Challenge.
Could you reproduce the stretch of the DTM transport article from "Riedmüller is responsible" through "made by MAN.", swapping "mammoth" for "enormous"?

Excerpted text.
•••
How do motorsport cars engaged in the German Touring Car Masters circuit DTM actually get to the race track? With TGX trucks provided by MAN. Or at least the cars run by the DTM racing team Audi Sport Team ABT Sportsline, based in Bavaria’s Allgäu region, do. We followed the transport from workshop to Hockenheim.
Florian Pewlinski moves into his next lap. His blue Floortec R 670 B snugly hugs the smooth and anthracite-coloured surface, while he completes round after round in concentric circles throughout the ABT Sportsline DTM team’s vast building in Bavaria’s Allgäu region. Trial runs? Or training? Actually, neither. Pewlinski, a mechanic in the team of DTM race driver Miguel Molina, sits aboard a riding sweeper and is cleaning the workshop. Although the conventional perception of an automotive shop is not exactly met here, considering the well-organised appearance of this bright and spacious hall. Six colourful and highly polished DTM race cars of the type Audi RS 5 DTM are meticulously lined up in a row as if parked in an automobile museum.
Cleanliness plays a major role within the German Touring Car Masters circuit DTM. “No team would ever show up with a dirty car and an unwashed truck,” explains Johannes Riedmüller, the vehicle fleet and logistics manager of the Audi Sport Team ABT Sportsline.
Riedmüller is responsible for getting the material from the workshop in Kempten to the racing course – ranging from screwdrivers to replacement parts and tyres up to the cars themselves. “We require fully equipped workshops in the pit lane.” In order to accomplish this mammoth logistical task, he relies on his staff, his decade-long experience – and on trucks made by MAN.
•••
Supplied entries.
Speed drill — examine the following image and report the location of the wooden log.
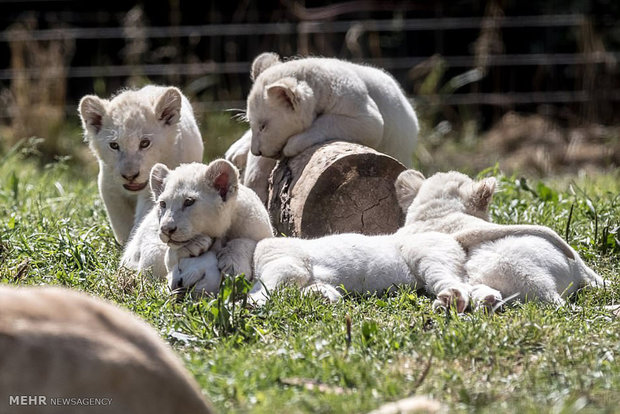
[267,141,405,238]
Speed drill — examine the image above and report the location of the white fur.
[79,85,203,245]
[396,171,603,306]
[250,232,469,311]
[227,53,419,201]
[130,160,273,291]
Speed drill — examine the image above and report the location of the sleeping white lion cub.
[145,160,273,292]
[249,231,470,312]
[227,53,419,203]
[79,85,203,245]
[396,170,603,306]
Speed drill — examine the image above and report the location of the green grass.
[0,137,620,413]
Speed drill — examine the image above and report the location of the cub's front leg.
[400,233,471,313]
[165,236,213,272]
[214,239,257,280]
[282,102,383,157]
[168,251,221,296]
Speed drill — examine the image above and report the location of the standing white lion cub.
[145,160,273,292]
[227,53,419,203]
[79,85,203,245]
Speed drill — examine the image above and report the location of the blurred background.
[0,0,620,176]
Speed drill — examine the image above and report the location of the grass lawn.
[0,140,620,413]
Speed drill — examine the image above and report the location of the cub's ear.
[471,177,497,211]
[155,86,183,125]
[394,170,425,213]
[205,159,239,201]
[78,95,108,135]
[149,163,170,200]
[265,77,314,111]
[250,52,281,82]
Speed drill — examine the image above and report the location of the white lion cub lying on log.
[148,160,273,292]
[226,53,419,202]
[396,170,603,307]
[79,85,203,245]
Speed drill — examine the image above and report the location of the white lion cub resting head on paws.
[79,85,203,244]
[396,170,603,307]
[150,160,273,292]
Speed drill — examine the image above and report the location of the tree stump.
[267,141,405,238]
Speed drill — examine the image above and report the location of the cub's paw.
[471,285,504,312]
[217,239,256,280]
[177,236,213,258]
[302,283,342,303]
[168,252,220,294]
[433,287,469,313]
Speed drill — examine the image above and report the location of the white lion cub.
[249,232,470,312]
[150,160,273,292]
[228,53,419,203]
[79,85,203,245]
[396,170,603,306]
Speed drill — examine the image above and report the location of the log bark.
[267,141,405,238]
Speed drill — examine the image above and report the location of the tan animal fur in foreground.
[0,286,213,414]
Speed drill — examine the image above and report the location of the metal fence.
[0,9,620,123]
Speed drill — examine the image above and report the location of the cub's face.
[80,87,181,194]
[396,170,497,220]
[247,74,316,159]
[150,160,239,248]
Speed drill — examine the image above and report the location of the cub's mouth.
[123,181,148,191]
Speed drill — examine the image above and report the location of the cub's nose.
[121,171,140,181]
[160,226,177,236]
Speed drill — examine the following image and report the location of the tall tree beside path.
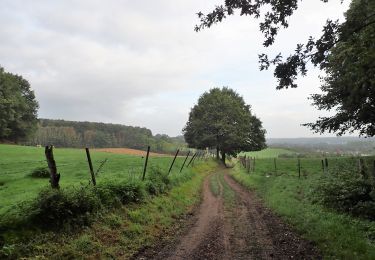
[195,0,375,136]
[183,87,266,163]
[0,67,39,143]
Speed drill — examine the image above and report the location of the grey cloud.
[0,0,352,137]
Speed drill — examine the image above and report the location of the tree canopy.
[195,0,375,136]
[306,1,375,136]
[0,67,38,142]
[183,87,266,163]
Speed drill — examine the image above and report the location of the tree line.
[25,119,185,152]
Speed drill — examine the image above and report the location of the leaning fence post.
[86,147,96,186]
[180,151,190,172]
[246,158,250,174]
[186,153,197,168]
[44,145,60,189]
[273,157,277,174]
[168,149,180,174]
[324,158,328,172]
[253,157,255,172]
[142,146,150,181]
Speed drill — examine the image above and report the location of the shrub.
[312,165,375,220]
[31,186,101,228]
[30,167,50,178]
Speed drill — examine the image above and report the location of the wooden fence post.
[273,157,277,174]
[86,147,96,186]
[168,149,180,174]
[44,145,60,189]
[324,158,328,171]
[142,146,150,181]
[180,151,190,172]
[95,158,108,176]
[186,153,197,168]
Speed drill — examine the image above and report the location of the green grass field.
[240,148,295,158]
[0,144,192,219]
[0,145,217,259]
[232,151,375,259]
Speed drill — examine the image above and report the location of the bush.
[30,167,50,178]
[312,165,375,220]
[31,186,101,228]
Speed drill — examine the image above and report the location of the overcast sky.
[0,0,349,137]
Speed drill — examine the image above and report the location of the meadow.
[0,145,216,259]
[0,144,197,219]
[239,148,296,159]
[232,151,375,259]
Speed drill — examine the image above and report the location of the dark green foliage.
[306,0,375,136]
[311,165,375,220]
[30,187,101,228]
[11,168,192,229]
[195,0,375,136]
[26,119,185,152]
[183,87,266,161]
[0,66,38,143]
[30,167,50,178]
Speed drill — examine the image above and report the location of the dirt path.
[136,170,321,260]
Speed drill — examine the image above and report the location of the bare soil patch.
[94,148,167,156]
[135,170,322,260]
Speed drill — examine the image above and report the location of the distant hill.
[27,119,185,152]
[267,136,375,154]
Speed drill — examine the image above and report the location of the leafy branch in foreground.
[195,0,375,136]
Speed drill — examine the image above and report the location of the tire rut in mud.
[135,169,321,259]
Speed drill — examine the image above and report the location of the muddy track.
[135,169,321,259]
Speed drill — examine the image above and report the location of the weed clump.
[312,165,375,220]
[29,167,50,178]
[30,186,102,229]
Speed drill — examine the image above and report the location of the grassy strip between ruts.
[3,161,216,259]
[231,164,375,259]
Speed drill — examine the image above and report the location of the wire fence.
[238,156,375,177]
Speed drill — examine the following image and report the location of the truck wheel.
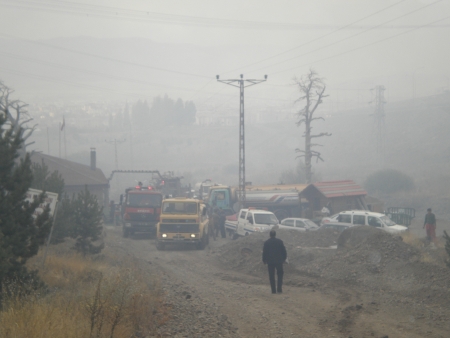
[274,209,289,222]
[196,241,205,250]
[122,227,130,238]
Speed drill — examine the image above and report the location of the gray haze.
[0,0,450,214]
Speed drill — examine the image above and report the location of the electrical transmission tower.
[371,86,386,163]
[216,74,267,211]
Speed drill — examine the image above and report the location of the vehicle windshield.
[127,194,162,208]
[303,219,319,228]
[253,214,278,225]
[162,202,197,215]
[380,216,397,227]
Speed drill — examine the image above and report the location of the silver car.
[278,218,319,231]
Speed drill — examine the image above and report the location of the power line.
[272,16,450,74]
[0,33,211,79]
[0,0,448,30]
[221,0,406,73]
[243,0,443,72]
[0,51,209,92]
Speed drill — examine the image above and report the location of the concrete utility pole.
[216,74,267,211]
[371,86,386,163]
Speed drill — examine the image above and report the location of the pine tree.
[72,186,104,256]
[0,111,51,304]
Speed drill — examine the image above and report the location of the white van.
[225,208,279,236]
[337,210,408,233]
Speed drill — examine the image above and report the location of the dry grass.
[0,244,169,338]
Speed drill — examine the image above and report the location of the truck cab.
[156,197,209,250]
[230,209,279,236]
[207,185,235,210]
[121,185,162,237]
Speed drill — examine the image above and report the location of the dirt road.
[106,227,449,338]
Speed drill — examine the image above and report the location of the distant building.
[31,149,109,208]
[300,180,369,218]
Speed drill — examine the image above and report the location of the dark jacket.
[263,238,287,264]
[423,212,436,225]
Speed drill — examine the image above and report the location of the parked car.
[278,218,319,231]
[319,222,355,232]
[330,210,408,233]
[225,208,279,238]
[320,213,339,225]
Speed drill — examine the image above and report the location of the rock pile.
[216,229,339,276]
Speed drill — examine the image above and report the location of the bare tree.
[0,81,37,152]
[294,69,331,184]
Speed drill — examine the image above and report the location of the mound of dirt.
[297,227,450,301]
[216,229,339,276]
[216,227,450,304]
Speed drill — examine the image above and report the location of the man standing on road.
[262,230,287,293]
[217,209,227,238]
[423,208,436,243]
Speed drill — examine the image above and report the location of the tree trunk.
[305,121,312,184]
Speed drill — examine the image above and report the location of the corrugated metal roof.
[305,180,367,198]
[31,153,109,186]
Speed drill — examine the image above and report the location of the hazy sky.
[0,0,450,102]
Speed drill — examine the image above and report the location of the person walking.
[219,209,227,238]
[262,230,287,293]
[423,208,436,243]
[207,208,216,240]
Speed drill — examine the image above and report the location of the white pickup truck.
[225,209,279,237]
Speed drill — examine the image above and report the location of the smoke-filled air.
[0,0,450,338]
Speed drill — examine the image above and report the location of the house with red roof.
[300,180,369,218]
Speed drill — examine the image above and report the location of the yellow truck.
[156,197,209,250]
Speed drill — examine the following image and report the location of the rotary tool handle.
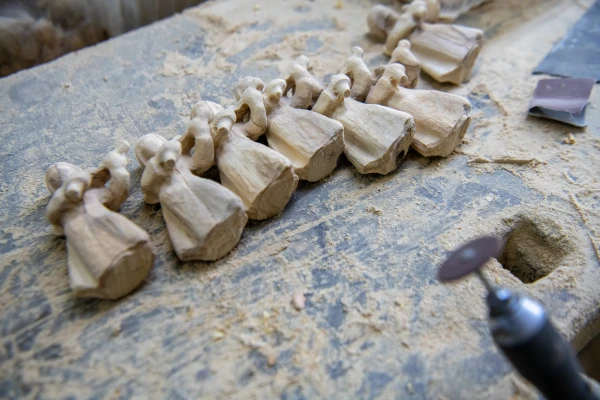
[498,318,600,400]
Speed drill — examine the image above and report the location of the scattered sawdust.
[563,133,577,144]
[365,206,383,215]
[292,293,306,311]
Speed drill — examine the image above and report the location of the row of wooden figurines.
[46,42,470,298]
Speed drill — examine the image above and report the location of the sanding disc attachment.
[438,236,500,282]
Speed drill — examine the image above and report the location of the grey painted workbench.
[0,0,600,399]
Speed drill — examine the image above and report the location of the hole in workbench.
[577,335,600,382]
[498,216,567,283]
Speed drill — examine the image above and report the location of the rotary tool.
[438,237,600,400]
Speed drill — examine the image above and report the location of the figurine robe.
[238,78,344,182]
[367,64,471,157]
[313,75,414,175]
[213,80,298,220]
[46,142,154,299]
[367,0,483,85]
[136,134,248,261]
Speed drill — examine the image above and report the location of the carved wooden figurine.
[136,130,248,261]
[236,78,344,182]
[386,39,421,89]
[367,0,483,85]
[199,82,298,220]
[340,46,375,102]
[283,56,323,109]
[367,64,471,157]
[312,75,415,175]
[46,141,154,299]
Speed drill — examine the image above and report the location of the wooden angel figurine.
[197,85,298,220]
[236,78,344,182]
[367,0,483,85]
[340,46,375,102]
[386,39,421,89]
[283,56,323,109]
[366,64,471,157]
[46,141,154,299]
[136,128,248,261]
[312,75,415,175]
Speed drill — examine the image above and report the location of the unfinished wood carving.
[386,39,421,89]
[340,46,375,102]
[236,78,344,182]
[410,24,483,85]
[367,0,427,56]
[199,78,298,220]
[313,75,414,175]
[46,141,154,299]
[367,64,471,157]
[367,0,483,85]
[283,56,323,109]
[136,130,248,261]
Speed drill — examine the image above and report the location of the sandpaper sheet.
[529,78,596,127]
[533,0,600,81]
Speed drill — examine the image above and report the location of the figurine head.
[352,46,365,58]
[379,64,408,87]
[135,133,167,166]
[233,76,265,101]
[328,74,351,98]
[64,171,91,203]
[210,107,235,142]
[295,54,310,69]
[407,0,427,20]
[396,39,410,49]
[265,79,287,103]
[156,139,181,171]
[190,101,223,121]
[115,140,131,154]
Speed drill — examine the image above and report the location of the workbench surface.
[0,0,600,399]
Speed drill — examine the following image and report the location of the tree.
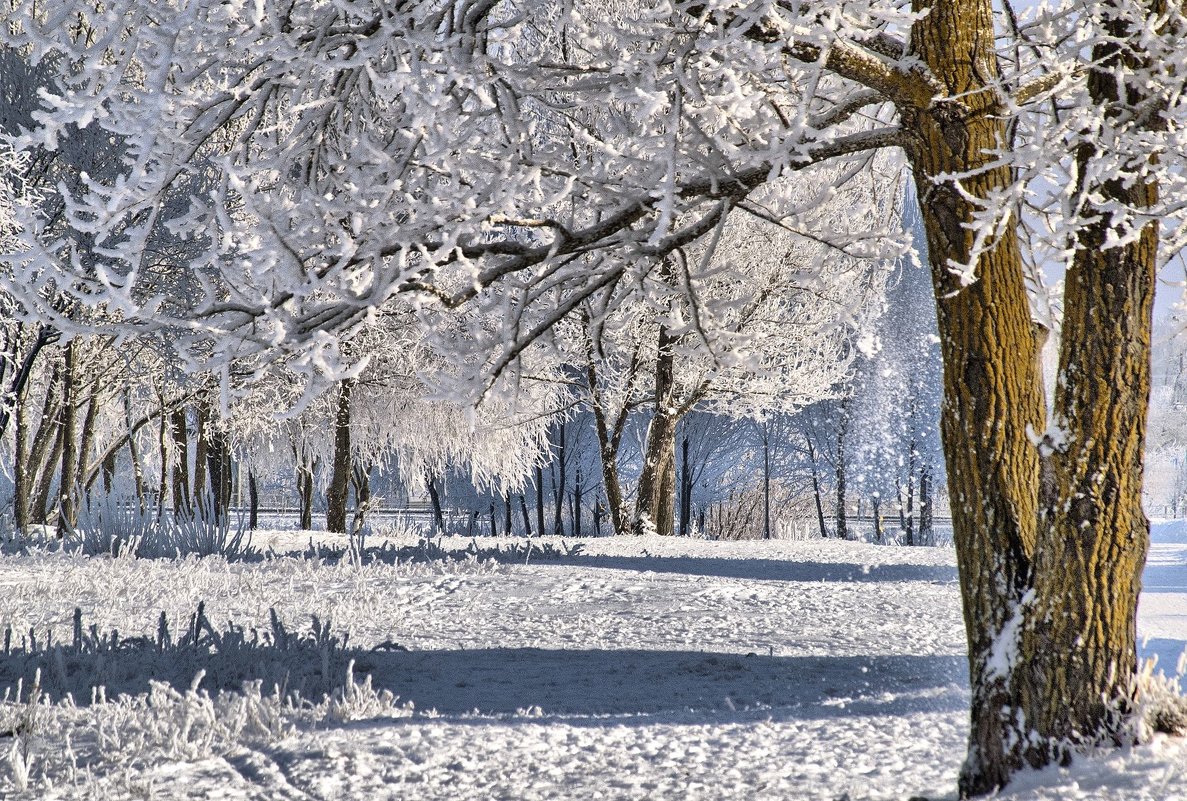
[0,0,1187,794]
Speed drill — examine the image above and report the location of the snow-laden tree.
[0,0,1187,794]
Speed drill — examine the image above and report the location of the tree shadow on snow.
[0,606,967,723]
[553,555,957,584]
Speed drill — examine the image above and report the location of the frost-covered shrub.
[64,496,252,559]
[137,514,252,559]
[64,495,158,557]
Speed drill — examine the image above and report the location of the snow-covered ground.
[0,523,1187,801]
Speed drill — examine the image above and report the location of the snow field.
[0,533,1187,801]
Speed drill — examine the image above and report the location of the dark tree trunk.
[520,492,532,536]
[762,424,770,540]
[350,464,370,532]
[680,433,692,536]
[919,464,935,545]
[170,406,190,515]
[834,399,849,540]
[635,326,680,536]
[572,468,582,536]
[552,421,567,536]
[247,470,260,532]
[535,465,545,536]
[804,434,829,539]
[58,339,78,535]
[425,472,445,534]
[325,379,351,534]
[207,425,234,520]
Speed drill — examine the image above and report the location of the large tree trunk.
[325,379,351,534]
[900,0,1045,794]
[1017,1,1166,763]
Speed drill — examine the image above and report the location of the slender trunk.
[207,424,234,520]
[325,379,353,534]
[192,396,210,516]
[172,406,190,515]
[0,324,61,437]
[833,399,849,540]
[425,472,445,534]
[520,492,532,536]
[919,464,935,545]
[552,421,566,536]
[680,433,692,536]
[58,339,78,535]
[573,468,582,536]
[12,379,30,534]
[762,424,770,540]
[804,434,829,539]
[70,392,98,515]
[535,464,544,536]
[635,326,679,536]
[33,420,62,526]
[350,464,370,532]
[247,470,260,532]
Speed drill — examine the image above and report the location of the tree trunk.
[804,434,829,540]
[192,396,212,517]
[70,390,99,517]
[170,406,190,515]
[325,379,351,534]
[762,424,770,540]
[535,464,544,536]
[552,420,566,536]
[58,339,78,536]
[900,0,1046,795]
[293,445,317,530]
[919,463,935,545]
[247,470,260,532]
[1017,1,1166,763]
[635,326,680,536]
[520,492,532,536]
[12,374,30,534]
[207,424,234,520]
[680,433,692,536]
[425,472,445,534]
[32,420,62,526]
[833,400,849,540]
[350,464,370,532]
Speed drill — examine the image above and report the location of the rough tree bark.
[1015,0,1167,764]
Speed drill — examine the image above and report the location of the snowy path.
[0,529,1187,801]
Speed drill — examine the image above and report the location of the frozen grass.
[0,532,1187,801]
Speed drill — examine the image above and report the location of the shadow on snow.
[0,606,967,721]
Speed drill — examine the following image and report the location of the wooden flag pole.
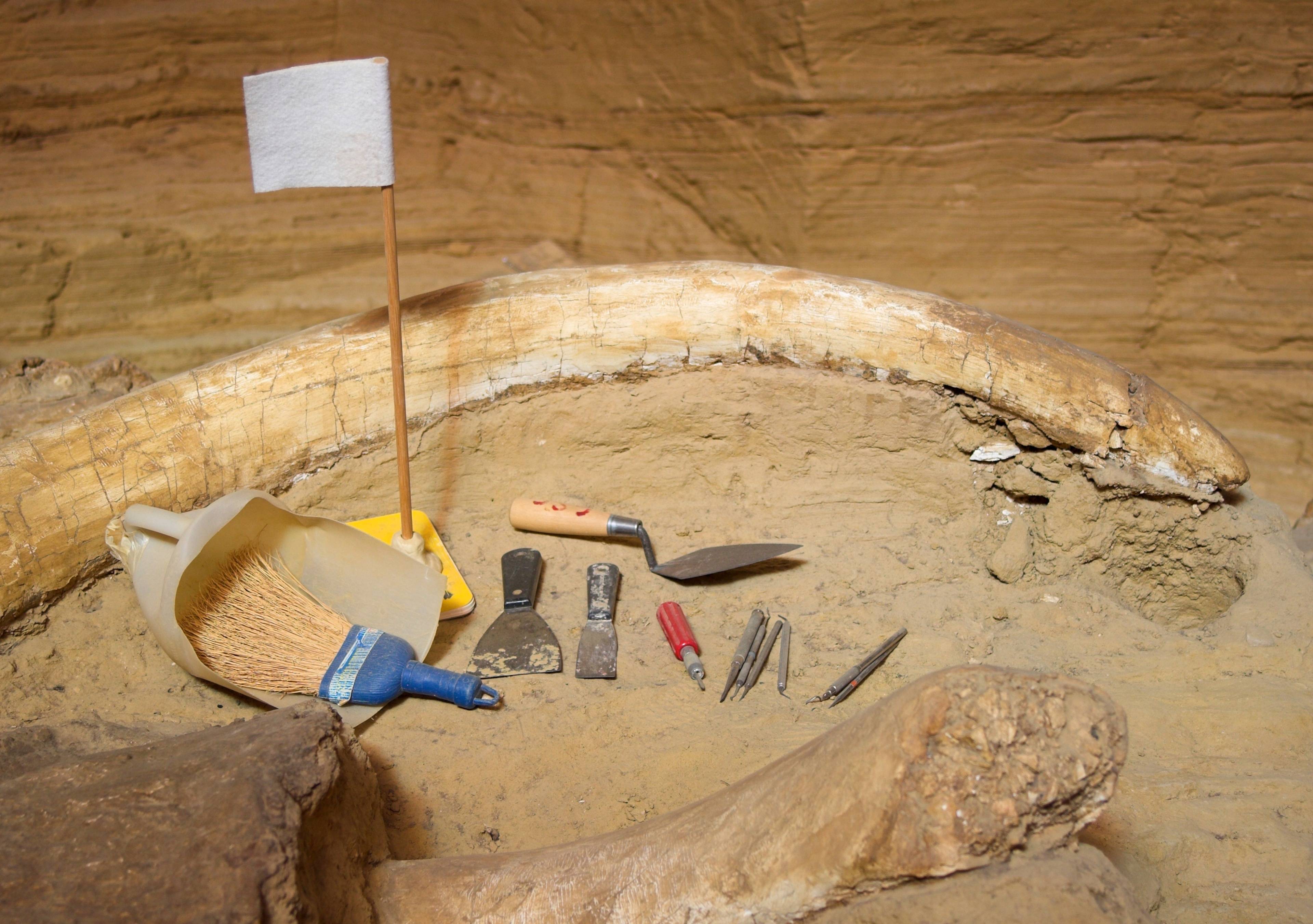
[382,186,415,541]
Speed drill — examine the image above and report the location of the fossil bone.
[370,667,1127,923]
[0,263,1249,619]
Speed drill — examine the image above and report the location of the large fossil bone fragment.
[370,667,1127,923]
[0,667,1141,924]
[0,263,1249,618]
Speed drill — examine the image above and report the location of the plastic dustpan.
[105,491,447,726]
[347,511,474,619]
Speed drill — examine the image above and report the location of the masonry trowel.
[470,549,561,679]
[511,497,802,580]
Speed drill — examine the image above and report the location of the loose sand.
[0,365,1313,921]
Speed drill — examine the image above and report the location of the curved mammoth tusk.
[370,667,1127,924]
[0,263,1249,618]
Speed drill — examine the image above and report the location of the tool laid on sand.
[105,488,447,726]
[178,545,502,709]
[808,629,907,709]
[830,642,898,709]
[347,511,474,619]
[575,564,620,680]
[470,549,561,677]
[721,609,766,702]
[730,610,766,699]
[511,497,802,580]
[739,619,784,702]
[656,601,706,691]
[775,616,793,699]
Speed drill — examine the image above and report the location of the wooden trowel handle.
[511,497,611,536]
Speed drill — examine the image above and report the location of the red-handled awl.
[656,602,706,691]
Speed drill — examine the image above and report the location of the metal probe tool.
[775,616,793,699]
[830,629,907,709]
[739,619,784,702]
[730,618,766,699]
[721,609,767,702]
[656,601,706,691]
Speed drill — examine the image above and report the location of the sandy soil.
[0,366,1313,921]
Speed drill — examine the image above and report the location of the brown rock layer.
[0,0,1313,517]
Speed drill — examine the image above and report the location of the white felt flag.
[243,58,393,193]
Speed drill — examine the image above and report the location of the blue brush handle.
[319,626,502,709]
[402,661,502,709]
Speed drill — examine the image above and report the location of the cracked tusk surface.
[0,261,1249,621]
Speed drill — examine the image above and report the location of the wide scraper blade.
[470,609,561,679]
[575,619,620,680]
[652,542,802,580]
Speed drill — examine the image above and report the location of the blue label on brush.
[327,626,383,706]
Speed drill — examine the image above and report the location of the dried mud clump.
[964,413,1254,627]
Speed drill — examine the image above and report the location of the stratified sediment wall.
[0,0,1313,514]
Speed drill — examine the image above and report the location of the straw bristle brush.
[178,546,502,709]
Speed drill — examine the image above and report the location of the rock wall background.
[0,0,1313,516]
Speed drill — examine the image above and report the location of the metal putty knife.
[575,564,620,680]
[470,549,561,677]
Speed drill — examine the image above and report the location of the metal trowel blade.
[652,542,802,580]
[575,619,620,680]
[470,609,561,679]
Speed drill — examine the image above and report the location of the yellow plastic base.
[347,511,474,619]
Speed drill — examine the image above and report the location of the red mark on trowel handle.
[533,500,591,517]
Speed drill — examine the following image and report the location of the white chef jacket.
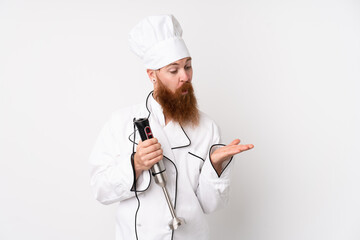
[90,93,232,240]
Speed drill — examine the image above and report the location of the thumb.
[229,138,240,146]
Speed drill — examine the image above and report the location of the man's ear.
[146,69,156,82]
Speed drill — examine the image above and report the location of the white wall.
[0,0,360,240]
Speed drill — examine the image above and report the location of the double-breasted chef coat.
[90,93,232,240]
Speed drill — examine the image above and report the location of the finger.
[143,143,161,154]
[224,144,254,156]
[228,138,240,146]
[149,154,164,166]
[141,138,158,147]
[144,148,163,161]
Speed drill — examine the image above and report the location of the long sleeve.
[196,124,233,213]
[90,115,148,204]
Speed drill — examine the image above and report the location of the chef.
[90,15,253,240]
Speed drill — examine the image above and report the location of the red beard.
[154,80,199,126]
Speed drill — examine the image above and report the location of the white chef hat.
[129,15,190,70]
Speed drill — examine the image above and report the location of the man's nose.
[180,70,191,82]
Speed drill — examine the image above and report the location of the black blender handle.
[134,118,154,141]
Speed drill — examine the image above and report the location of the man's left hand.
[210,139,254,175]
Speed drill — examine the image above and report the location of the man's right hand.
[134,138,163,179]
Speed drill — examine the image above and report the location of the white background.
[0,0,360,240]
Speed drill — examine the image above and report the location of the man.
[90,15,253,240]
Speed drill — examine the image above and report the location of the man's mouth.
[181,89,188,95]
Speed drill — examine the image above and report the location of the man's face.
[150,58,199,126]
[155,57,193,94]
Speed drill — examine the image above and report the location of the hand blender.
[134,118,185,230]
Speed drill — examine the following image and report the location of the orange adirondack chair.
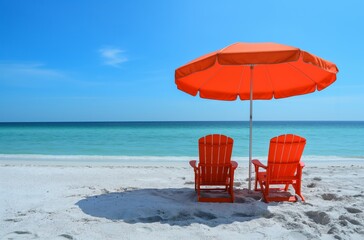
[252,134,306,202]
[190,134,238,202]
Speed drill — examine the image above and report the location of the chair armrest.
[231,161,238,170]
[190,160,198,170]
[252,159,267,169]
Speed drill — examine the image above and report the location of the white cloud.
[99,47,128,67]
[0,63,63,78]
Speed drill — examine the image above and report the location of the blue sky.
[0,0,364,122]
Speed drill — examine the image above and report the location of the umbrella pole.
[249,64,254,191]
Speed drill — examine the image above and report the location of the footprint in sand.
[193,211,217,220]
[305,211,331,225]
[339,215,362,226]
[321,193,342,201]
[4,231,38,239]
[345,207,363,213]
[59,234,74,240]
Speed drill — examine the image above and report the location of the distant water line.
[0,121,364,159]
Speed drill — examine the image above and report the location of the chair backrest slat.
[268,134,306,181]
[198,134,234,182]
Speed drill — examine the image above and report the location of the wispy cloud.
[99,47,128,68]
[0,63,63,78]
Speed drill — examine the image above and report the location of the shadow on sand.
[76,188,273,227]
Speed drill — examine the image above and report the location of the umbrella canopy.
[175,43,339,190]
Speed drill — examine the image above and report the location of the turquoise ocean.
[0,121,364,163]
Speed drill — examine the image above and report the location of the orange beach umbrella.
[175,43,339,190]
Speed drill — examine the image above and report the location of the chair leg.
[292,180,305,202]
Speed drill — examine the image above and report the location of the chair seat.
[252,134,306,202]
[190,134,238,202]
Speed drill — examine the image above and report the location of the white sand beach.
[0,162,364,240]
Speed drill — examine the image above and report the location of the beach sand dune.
•••
Result.
Riedmüller is responsible for getting the material from the workshop in Kempten to the racing course – ranging from screwdrivers to replacement parts and tyres up to the cars themselves. “We require fully equipped workshops in the pit lane.” In order to accomplish this enormous logistical task, he relies on his staff, his decade-long experience – and on trucks made by MAN.